*WHAT YOU WILL DO:* Please format every line of the items below as a Markdown table with the columns Row and Line, numbering each line and leaving out blank lines.

*DATA TO PROCESS:*
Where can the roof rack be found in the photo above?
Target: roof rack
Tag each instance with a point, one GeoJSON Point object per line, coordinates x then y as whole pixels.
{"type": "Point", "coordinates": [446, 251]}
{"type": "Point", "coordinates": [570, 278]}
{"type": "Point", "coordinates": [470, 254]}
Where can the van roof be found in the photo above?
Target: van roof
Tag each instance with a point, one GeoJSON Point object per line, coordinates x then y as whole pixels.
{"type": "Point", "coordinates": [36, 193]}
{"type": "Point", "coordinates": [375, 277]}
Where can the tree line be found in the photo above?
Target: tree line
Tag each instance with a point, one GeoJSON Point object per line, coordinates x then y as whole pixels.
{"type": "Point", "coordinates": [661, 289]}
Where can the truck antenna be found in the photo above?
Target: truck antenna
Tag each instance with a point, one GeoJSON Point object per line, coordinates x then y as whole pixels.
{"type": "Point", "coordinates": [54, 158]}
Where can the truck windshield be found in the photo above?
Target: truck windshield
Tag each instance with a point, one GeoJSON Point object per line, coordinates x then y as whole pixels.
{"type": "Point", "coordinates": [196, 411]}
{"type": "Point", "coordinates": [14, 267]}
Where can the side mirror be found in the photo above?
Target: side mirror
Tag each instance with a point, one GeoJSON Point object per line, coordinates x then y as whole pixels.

*EXERCISE SOLUTION:*
| Row | Line |
|---|---|
| 1 | Where can the roof rack be found in the photo above? |
| 2 | Target: roof rack |
| 3 | Tag each instance with a point, one GeoJSON Point object per line, coordinates x then y as whole pixels. |
| 4 | {"type": "Point", "coordinates": [446, 251]} |
| 5 | {"type": "Point", "coordinates": [570, 278]} |
| 6 | {"type": "Point", "coordinates": [470, 254]} |
| 7 | Where can the van roof be found in the photo above? |
| 8 | Target: van roof |
| 9 | Tag each instance with a point, one GeoJSON Point object per line, coordinates x then y as whole pixels. |
| 10 | {"type": "Point", "coordinates": [36, 193]} |
| 11 | {"type": "Point", "coordinates": [375, 277]} |
| 12 | Where can the tree line be found in the photo above? |
| 13 | Target: tree line |
| 14 | Tag each instance with a point, one GeoJSON Point object per line, coordinates x then y as whole pixels. |
| 15 | {"type": "Point", "coordinates": [661, 289]} |
| 16 | Where can the truck antenna be found in the photo above? |
| 17 | Target: truck antenna |
| 18 | Tag each instance with a point, one GeoJSON Point object per line, coordinates x then y as whole pixels. |
| 19 | {"type": "Point", "coordinates": [54, 158]} |
| 20 | Where can the truck windshield be found in the photo above? |
| 21 | Target: truck windshield |
| 22 | Tag each instance with a point, one GeoJSON Point object per line, coordinates x then y as whole pixels. |
| 23 | {"type": "Point", "coordinates": [196, 411]} |
| 24 | {"type": "Point", "coordinates": [14, 267]} |
| 25 | Where can the side mirror be found in the photo above? |
| 26 | Target: side mirror |
| 27 | Tag each instance with a point, one GeoJSON Point object per line, coordinates x then y as whole pixels. |